* _Exercise prompt_
Reproduce the material below unchanged, from its first line through the line containing "# holes follow the even-odd rule", inclusive.

* _Given records_
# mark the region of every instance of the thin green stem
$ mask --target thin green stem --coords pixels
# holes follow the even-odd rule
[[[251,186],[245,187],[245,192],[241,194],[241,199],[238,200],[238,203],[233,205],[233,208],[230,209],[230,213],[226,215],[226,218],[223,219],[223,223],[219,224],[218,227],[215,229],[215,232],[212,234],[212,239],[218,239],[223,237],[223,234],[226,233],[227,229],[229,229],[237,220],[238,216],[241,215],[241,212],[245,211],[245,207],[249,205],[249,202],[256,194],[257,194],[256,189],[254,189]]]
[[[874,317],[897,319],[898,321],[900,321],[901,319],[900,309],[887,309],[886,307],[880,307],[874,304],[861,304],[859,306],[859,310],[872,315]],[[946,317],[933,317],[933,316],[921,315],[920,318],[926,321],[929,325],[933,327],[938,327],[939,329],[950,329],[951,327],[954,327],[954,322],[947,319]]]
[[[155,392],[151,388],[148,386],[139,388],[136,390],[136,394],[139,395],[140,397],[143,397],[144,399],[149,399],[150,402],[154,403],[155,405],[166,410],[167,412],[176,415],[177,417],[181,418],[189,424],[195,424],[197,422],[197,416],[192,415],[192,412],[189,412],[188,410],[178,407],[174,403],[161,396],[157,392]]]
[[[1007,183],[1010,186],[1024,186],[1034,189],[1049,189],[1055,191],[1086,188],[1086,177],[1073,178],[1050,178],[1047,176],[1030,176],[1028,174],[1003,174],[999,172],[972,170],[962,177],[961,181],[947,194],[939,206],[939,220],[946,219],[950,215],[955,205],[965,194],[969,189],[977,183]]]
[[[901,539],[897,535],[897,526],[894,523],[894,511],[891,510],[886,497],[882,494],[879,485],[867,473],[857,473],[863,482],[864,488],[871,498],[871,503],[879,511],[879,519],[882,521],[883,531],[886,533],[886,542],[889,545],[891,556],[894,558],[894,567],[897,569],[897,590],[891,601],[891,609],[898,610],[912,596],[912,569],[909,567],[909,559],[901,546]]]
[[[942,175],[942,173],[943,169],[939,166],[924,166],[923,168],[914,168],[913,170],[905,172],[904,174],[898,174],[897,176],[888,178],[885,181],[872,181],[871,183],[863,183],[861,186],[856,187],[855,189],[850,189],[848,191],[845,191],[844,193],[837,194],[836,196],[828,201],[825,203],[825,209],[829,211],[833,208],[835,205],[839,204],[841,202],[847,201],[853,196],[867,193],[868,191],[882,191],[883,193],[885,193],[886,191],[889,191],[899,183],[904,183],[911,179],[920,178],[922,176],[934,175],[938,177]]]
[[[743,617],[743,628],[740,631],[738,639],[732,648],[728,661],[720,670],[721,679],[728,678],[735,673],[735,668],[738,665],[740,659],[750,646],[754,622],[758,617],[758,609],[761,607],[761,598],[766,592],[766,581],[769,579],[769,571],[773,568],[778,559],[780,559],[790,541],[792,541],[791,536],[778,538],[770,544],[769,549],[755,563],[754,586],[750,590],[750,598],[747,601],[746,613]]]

* _Result_
# mark the region of every instance of the thin green stem
$ mask --target thin green stem --coords pixels
# holes follow the even-odd rule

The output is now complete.